◆ **Texte fourni**:
──────

A ce moment-là, à la suite de l’article de Miguel et Kremer, le déparasitage était devenu très populaire : une ONG avait été créée spécialement pour étendre le déparasitage à un maximum d’enfants dans le monde. De plus, l’initiative « Deworm the World » figurait immanquablement (et c’est d’ailleurs toujours le cas) dans le top 3 des initiatives maximisant l’impact des donations philanthropiques établi par GiveWell.

Cette organisation fonctionnant sur le modèle d’une agence de notation publie chaque année un classement des organisations charitables à financer en priorité, sur la base de « preuves scientifiques solides » (comprendre : d’essais randomisés contrôlés). Une des raisons pour laquelle les organisations promouvant le déparasitage ont continué à le faire en dépit de la controverse est le très bas coût du déparasitage : une pilule d’albendazole ne coûte que quelques centimes. Le fait que le déparasitage puisse facilement être organisé à grande échelle et étendu à des millions d’enfants compense, pour ces organisations, l’affaiblissement des preuves étayant l’efficacité du déparasitage sur l’assiduité scolaire.

──────

◆ **Matériau**:
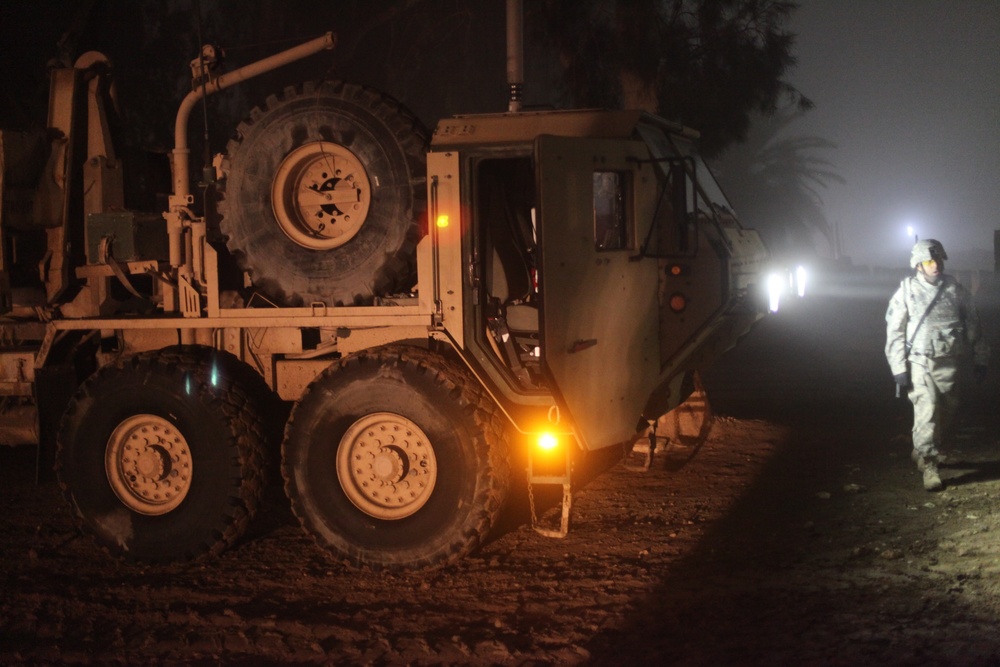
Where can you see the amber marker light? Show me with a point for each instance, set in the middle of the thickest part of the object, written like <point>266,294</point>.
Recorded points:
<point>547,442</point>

──────

◆ **Consignes**:
a) D'après le texte sur le déparasitage, combien coûte une pilule d'albendazole ?
b) Recopiez à l'identique le passage du texte sur le déparasitage qui commence par « A ce moment-là, à » et se poursuit jusqu'à « établi par GiveWell. ».
La liste forme un matériau à part, indépendant du texte.

◆ **Réponses par consigne**:
a) Une pilule d'albendazole ne coûte que quelques centimes.

b)
A ce moment-là, à la suite de l’article de Miguel et Kremer, le déparasitage était devenu très populaire : une ONG avait été créée spécialement pour étendre le déparasitage à un maximum d’enfants dans le monde. De plus, l’initiative « Deworm the World » figurait immanquablement (et c’est d’ailleurs toujours le cas) dans le top 3 des initiatives maximisant l’impact des donations philanthropiques établi par GiveWell.